Investing passively can be a rewarding experience over time, especially as you start growing your real estate investment portfolio and enjoying the benefits of diversification, tax deferral, and creating passive income streams. However, as a passive investor one is still engaged (or at least should be) in monitoring their portfolio and seeking updates as needed. In an upcoming article (how to monitor your investment article), I will separately discuss these activities. In today’s snippet I offer a few helpful tools that passive investors can keep in their toolbox to keep the process efficient.
1. The Sponsor
As a lender I’d like to say that people (not buildings) pay back loans. A similar concept applies to passive investing – a skilled operator with a strong track record can turn around a bad deal.
- There are numerous checklists out there with 100+ questions. I know you are busy business owners and professionals with limited time. This is why in prior articles I offer the top questions to focus on when vetting a sponsor.
- Meeting sponsors in person and getting to know them over time is also helpful. You can subscribe to their newsletters and social media feeds, so you can track them and their evolution over time.
- Investment clubs like Passive Pockets (fka Leftfield Investors) and the 506B Investment Group will also include forums where other passive LPs share their own feedback and personal experience working with various sponsors.
- Background checks can provide further comfort. Refer to my Avoiding A Scam Article for details.

▸ Supplied material:
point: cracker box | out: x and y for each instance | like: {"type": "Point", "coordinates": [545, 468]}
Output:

▸ Your goal:
Please return the passage about tools for passive real estate investors, word for word from beginning to end.

▸ Result of this task:
Investing passively can be a rewarding experience over time, especially as you start growing your real estate investment portfolio and enjoying the benefits of diversification, tax deferral, and creating passive income streams. However, as a passive investor one is still engaged (or at least should be) in monitoring their portfolio and seeking updates as needed. In an upcoming article (how to monitor your investment article), I will separately discuss these activities. In today’s snippet I offer a few helpful tools that passive investors can keep in their toolbox to keep the process efficient.
1. The Sponsor
As a lender I’d like to say that people (not buildings) pay back loans. A similar concept applies to passive investing – a skilled operator with a strong track record can turn around a bad deal.
- There are numerous checklists out there with 100+ questions. I know you are busy business owners and professionals with limited time. This is why in prior articles I offer the top questions to focus on when vetting a sponsor.
- Meeting sponsors in person and getting to know them over time is also helpful. You can subscribe to their newsletters and social media feeds, so you can track them and their evolution over time.
- Investment clubs like Passive Pockets (fka Leftfield Investors) and the 506B Investment Group will also include forums where other passive LPs share their own feedback and personal experience working with various sponsors.
- Background checks can provide further comfort. Refer to my Avoiding A Scam Article for details.